● TASK REQUIREMENTS
Extract every line of the records below verbatim, leaving out the pictures.
**** INPUT DATA ****
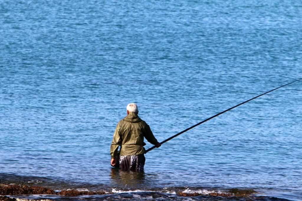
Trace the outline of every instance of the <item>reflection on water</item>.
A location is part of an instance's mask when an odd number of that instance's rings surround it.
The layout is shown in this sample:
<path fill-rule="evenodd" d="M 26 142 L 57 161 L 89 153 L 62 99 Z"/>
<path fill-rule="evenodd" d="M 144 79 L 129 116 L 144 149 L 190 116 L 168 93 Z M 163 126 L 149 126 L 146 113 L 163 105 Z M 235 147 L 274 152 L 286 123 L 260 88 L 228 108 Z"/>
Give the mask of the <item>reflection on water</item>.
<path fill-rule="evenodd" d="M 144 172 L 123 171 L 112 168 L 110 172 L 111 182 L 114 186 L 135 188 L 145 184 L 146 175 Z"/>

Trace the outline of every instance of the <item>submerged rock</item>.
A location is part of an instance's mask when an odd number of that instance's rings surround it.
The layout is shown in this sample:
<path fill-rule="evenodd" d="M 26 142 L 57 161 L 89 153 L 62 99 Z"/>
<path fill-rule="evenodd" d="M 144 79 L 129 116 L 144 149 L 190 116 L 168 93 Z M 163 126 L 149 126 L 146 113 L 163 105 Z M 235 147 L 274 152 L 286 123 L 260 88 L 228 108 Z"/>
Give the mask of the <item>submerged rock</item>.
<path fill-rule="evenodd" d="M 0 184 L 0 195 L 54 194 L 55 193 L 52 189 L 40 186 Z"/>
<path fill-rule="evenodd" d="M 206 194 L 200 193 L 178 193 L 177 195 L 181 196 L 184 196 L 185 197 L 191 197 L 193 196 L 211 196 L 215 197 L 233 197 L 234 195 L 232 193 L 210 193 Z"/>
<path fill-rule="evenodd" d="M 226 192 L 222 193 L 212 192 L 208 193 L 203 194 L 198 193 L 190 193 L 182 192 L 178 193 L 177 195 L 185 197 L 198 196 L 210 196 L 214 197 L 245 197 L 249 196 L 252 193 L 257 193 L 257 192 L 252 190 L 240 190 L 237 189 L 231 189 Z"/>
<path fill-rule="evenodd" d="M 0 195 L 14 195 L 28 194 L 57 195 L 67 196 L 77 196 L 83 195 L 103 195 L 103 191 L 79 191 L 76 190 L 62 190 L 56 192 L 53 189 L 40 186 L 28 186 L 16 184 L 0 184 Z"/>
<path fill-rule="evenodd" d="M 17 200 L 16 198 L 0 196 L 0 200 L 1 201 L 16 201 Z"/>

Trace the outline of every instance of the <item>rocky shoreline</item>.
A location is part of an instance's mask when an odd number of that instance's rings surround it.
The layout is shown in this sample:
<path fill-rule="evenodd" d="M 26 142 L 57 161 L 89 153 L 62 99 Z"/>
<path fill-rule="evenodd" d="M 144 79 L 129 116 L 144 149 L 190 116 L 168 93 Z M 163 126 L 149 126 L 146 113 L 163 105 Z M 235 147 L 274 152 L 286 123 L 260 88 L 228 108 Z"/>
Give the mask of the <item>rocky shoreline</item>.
****
● RESULT
Trace the outline of every instance of the <item>reflection on water</item>.
A location is part of an instance's mask when an odd number of that instance's rings surround it.
The layout is shown in this sample:
<path fill-rule="evenodd" d="M 26 142 L 57 161 L 89 153 L 62 99 Z"/>
<path fill-rule="evenodd" d="M 144 79 L 129 116 L 144 149 L 190 116 L 168 93 Z M 163 126 L 149 126 L 146 113 L 163 105 Z M 235 147 L 274 152 L 286 123 L 260 88 L 228 108 Z"/>
Give the mask of the <item>reflection on water</item>.
<path fill-rule="evenodd" d="M 144 172 L 123 171 L 112 168 L 110 172 L 111 182 L 114 186 L 135 188 L 145 184 L 146 175 Z"/>

Trace the outline of every instance of the <item>submerged rock</item>.
A location is part of an instance's mask when an odd number of that instance's rings surround it.
The layout is shown in this sample:
<path fill-rule="evenodd" d="M 26 142 L 57 161 L 89 153 L 62 99 Z"/>
<path fill-rule="evenodd" d="M 144 79 L 129 116 L 144 149 L 190 116 L 168 93 Z M 163 126 L 149 126 L 146 113 L 163 105 Z M 235 147 L 274 152 L 286 123 L 260 88 L 228 108 Z"/>
Give the mask of the <item>submerged rock</item>.
<path fill-rule="evenodd" d="M 0 184 L 0 195 L 54 194 L 55 193 L 52 189 L 40 186 Z"/>
<path fill-rule="evenodd" d="M 206 194 L 200 193 L 178 193 L 177 195 L 181 196 L 184 196 L 185 197 L 191 197 L 193 196 L 211 196 L 215 197 L 233 197 L 234 195 L 232 193 L 210 193 Z"/>
<path fill-rule="evenodd" d="M 226 192 L 222 193 L 212 192 L 208 193 L 203 194 L 198 193 L 190 193 L 182 192 L 178 193 L 177 195 L 185 197 L 198 196 L 210 196 L 214 197 L 245 197 L 249 196 L 252 193 L 257 193 L 257 192 L 252 190 L 240 190 L 237 189 L 231 189 Z"/>
<path fill-rule="evenodd" d="M 0 195 L 14 195 L 28 194 L 57 195 L 67 196 L 77 196 L 83 195 L 103 195 L 103 191 L 79 191 L 76 190 L 62 190 L 56 192 L 53 189 L 40 186 L 28 186 L 16 184 L 0 184 Z"/>
<path fill-rule="evenodd" d="M 17 200 L 16 198 L 0 196 L 0 200 L 1 201 L 16 201 Z"/>

Trace the outline of every instance of the <item>rocky shoreline</item>.
A location is part of an instance's mask when an odd number of that instance's rings surround it.
The layout is shown in this sample:
<path fill-rule="evenodd" d="M 26 142 L 57 161 L 89 153 L 62 99 Z"/>
<path fill-rule="evenodd" d="M 144 79 L 129 116 L 144 149 L 190 116 L 168 93 Z M 163 126 L 149 126 L 146 113 L 163 105 Z M 235 147 L 274 152 L 286 123 L 260 88 L 228 108 Z"/>
Give the mask of the <item>rocky shoreline</item>.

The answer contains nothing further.